*Text extract:*
• • • • •

Analyzing results and output plots of neural network

17 views (last 30 days)
Hi,
I'm new to neural network and need help , my simple nnet input consists of 15 class , each class has 7 samples i.e 15x7 =105 column vector , each of them has 20 element.
[R,Q1] = size(P); % [20 105]
[SN,Q2] = size(T); % [15 105]
if Q1 ~= Q2
error('Training:invalidTrainingAndDesired', ...
'The number of input vectors and desired ouput do not match');
end
mynet1 = newff(P,T, [20 15], {'tansig' 'tansig' }, 'trainlm');
mynet1.trainParam.epochs = 5000;
mynet1.trainParam.goal = 0.01; %*mean(var(T'))/100 ;
mynet1.performFcn ='mse';
mynet1.trainParam.lr = 0.01;
mynet1.divideFcn = 'dividerand'; %# how to divide data
mynet1.divideParam.trainRatio = 70/100; %# training set
mynet1.divideParam.valRatio = 15/100; %# validation set
mynet1.divideParam.testRatio = 15/100; %# testing set
mynet1.trainParam.show = 100;
mynet1.trainparam.mc = 0.95;
[mynet1,tr,Y,E] = train(mynet1,P,T);
y = sim(mynet1,P);
plotconfusion(T,y);
output =sim(mynet1,P(:,24));
output
1- I want to understand and know about some plots that's generated by neural network like the following image of the regression plot , I think there is something wrong .. can I know that from this plot ? and why the data points shown in the plot are like that ? is it normal or what does that indicate to ?

• • • • •

*Records shown:*
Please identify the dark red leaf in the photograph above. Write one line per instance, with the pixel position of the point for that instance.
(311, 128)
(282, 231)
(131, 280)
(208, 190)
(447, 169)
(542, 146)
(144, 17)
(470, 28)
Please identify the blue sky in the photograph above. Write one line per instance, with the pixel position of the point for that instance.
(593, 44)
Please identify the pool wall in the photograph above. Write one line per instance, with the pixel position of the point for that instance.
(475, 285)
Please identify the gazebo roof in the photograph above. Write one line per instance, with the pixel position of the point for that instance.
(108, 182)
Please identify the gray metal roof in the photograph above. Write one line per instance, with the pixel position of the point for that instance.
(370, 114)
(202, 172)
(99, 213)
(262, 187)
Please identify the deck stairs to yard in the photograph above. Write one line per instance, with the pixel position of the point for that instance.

• • • • •

*Work to do:* Copy out the part of the neural network post from "Analyzing results and" up to and including "has 20 element.". The items come from a different source than the neural network post.

*Response below:*
Analyzing results and output plots of neural network

17 views (last 30 days)
Hi,
I'm new to neural network and need help , my simple nnet input consists of 15 class , each class has 7 samples i.e 15x7 =105 column vector , each of them has 20 element.